Required task a. Summarize the case note in two sentences.

A recent case, The Tarzan Trust v Wilson and Others,
has a potentially serious effect on the position of a director who
has entered into an Individual Voluntary Arrangement.
In this case
the company had four directors, with the shareholding split equally
between two of them; there was a dispute as to which
director was the chairman of the board; two of the directors signified
they would vote for one shareholder and two for the other, and
so the company was deadlocked.
The deadlock was effectively resolved when the claimant shareholder,
realising that two of the directors had entered into IVAs sought
a declaration from the Court that they had vacated their offices
as directors. The declaration was granted.
It is not unusual for
company directors to enter into a Voluntary arrangement when
they run into personal financial difficulties – and
with the appetite for personal credit in the UK at current levels – it
might well be an increasing trend in the future. But if their
company has adopted the specimen
set of Articles set out in the Companies Act of 1985 without
any modification, then Article 81 of Table A provides for the ‘disqualification
and removal of directors’ if he becomes bankrupt or makes
any arrangement or composition with his creditors generally’.
The
same provision appears in Table A of the 1948 act at article
85 and so appears in many companies’ articles.

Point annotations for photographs

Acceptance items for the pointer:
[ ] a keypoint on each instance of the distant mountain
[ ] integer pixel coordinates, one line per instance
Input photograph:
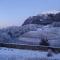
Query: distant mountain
(43, 19)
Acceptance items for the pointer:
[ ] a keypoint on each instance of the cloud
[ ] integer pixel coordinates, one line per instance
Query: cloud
(50, 11)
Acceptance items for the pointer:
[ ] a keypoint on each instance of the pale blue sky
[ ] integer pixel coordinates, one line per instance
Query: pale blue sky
(14, 12)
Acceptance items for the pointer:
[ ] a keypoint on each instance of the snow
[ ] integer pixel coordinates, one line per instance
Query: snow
(21, 54)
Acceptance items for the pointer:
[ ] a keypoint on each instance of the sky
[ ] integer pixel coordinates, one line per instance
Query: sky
(15, 12)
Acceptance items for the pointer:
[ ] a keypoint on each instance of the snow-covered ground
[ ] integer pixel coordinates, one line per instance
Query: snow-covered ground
(20, 54)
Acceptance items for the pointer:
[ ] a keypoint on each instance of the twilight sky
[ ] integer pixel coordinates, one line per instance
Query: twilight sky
(14, 12)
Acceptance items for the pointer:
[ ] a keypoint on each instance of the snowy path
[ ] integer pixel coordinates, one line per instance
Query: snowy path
(19, 54)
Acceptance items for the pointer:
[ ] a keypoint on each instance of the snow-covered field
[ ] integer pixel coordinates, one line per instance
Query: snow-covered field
(20, 54)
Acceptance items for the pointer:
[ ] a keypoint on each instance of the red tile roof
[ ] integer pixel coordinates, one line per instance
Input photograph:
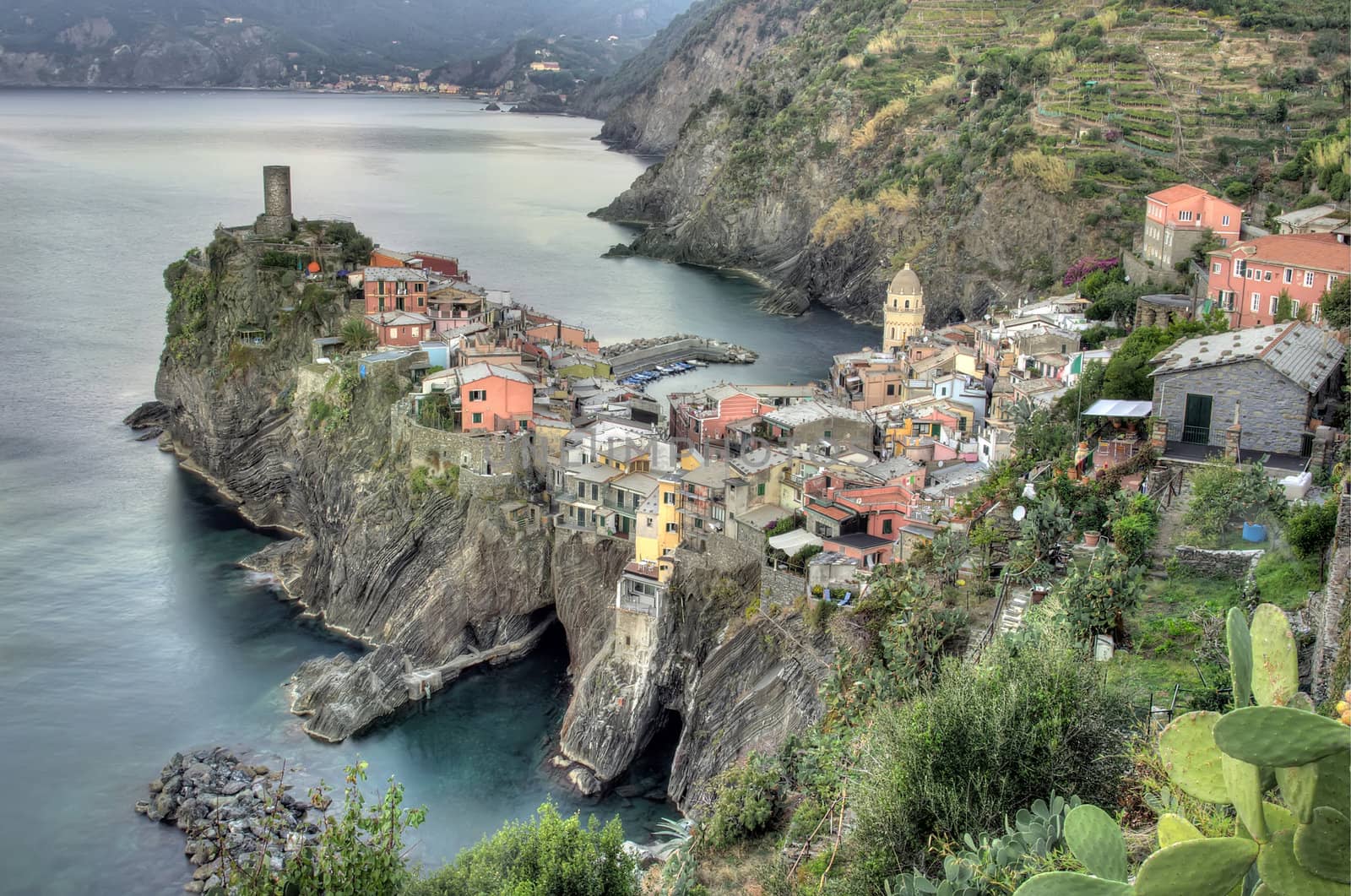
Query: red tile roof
(1296, 250)
(1175, 193)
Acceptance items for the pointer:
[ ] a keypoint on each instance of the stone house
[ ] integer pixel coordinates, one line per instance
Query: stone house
(1270, 382)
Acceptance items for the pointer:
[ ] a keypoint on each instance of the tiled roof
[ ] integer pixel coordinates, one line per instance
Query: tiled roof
(1321, 252)
(393, 274)
(1301, 351)
(1175, 193)
(481, 371)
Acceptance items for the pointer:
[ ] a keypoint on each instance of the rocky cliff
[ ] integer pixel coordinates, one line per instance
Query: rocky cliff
(823, 145)
(426, 567)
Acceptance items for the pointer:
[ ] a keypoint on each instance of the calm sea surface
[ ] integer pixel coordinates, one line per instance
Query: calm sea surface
(126, 630)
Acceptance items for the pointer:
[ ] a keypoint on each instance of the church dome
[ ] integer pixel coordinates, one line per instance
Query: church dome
(905, 283)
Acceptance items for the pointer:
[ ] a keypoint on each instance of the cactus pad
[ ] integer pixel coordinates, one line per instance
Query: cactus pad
(1175, 828)
(1072, 884)
(1334, 785)
(1323, 846)
(1240, 655)
(1276, 662)
(1096, 841)
(1243, 781)
(1192, 758)
(1197, 868)
(1278, 736)
(1281, 871)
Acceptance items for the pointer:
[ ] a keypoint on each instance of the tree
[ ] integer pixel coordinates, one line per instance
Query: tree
(1098, 596)
(1337, 304)
(1310, 529)
(360, 849)
(357, 334)
(547, 855)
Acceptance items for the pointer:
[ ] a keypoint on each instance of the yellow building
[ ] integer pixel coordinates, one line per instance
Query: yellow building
(903, 317)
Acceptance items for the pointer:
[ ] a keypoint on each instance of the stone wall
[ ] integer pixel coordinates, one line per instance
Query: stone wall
(1273, 410)
(496, 459)
(1223, 564)
(1324, 614)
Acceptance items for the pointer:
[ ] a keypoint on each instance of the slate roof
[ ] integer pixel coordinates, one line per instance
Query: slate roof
(1297, 350)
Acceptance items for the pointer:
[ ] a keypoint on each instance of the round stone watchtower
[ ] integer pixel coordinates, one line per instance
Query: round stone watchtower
(903, 317)
(276, 220)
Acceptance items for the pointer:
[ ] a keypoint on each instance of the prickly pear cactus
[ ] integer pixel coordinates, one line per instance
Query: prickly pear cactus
(1299, 849)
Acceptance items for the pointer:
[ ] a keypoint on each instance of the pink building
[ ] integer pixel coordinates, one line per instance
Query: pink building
(704, 416)
(495, 399)
(1247, 279)
(395, 290)
(1175, 220)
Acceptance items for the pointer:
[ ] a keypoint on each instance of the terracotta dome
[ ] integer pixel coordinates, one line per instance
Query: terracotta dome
(905, 283)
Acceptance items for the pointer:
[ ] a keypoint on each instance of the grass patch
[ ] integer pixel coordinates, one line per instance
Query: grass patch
(1285, 580)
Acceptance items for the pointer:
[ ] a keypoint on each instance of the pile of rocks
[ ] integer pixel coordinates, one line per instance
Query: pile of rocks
(223, 803)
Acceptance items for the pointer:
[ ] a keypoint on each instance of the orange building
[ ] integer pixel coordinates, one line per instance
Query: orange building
(395, 290)
(1247, 279)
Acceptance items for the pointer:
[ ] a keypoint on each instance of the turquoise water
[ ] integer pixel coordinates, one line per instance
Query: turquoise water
(126, 630)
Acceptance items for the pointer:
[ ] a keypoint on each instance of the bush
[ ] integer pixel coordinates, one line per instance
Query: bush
(547, 855)
(1310, 527)
(746, 801)
(988, 740)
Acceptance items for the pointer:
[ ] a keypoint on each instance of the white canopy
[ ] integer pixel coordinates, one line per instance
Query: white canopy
(794, 540)
(1119, 407)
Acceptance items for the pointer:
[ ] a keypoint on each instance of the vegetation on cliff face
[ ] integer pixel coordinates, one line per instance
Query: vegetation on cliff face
(984, 144)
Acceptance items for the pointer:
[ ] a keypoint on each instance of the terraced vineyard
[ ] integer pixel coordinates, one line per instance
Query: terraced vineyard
(1177, 83)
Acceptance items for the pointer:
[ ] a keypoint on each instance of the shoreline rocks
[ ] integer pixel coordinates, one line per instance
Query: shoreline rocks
(225, 804)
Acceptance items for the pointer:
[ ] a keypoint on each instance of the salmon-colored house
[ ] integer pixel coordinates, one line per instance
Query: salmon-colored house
(400, 328)
(495, 399)
(395, 290)
(1247, 279)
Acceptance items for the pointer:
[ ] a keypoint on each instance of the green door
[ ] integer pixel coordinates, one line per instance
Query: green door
(1196, 426)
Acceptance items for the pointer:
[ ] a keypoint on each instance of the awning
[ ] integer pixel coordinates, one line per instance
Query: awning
(1120, 407)
(794, 540)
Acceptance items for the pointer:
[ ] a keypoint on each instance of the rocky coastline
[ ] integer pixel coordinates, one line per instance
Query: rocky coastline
(236, 812)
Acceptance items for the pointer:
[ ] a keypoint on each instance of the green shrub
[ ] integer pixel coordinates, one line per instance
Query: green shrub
(1310, 527)
(988, 740)
(540, 857)
(746, 797)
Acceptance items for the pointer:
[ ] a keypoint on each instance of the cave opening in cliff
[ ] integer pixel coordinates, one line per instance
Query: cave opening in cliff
(650, 770)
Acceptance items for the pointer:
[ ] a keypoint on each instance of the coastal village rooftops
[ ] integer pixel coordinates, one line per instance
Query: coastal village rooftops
(398, 319)
(811, 411)
(1297, 350)
(481, 371)
(1317, 252)
(395, 274)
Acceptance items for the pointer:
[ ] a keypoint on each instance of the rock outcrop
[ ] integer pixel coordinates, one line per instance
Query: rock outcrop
(430, 573)
(236, 814)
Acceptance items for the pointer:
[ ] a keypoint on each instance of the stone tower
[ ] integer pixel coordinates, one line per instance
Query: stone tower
(276, 193)
(904, 312)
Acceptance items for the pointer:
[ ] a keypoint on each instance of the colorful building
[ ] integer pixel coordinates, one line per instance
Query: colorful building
(1249, 277)
(395, 290)
(1177, 218)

Required task b. Identify every line of the records that contains the string "colorful", and copy each such line. Case counts when matching.

Correct response a. In The Tarzan Trust v Wilson and Others, a company whose four directors were deadlocked was freed from the deadlock when the claimant shareholder obtained a court declaration that two directors who had entered into IVAs had vacated their offices. Where a company has adopted the specimen Articles of the Companies Act of 1985 without modification, Article 81 of Table A provides for the disqualification and removal of a director who becomes bankrupt or makes any arrangement or composition with his creditors generally, and the same provision appears at article 85 of Table A of the 1948 act.

Correct response b.
[ ] a keypoint on each instance of the colorful building
Query: colorful building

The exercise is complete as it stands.